## Available data:
=-=-=-=-=
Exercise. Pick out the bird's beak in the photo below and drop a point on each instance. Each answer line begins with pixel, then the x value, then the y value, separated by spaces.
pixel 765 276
=-=-=-=-=
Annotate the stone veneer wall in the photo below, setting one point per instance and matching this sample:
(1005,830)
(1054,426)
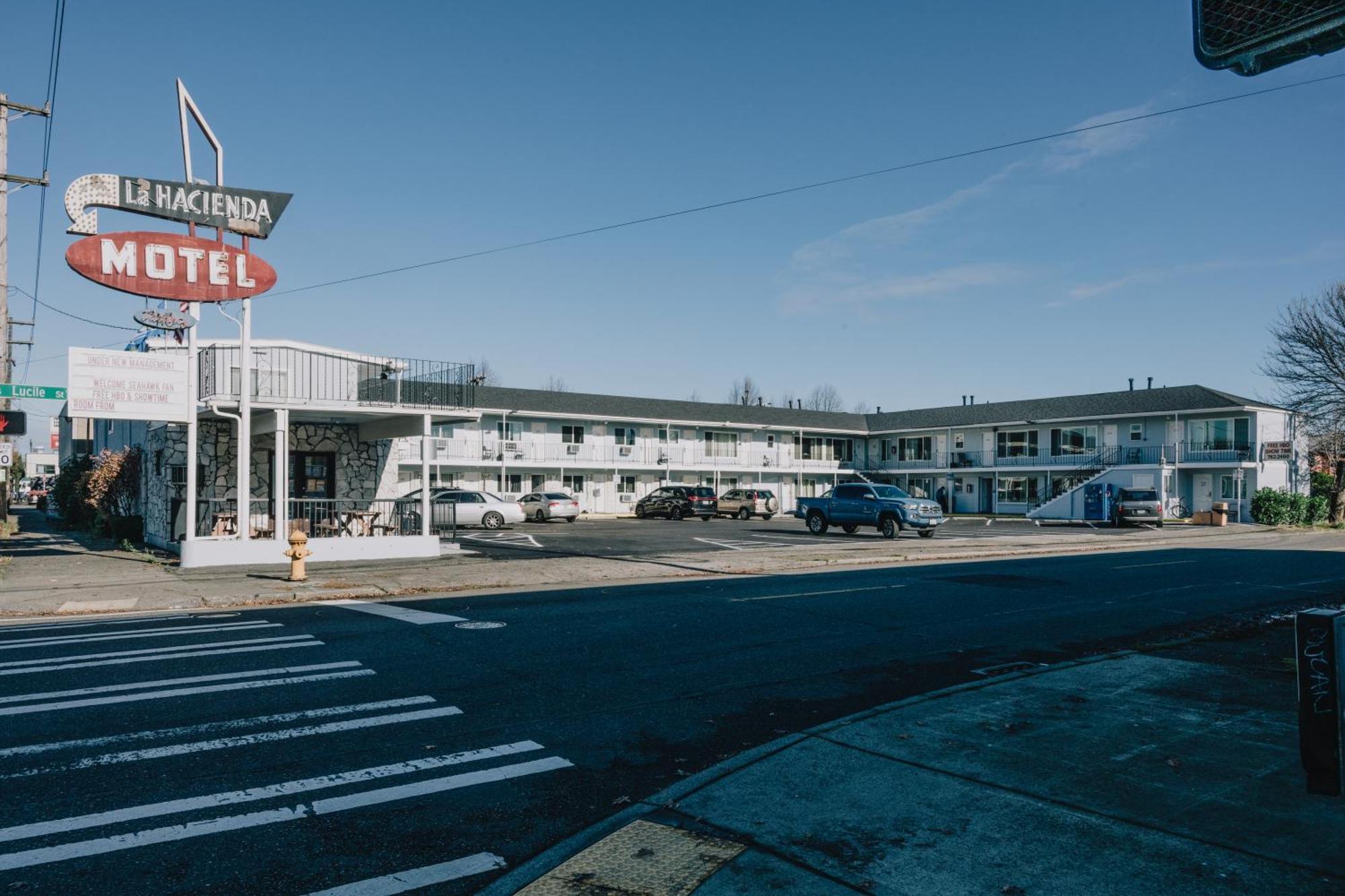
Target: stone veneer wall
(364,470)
=-=-=-=-=
## Given task:
Return, word for word, everything in the records from the line containing "Exercise. Pick out" down to the line containing "pixel 765 276", with both of those lines included.

## Solution below:
Exercise. Pick out the bird's beak in the photo below and drop a point on each instance. Each answer line begins with pixel, then the x value, then the y value, separated by spaces.
pixel 765 276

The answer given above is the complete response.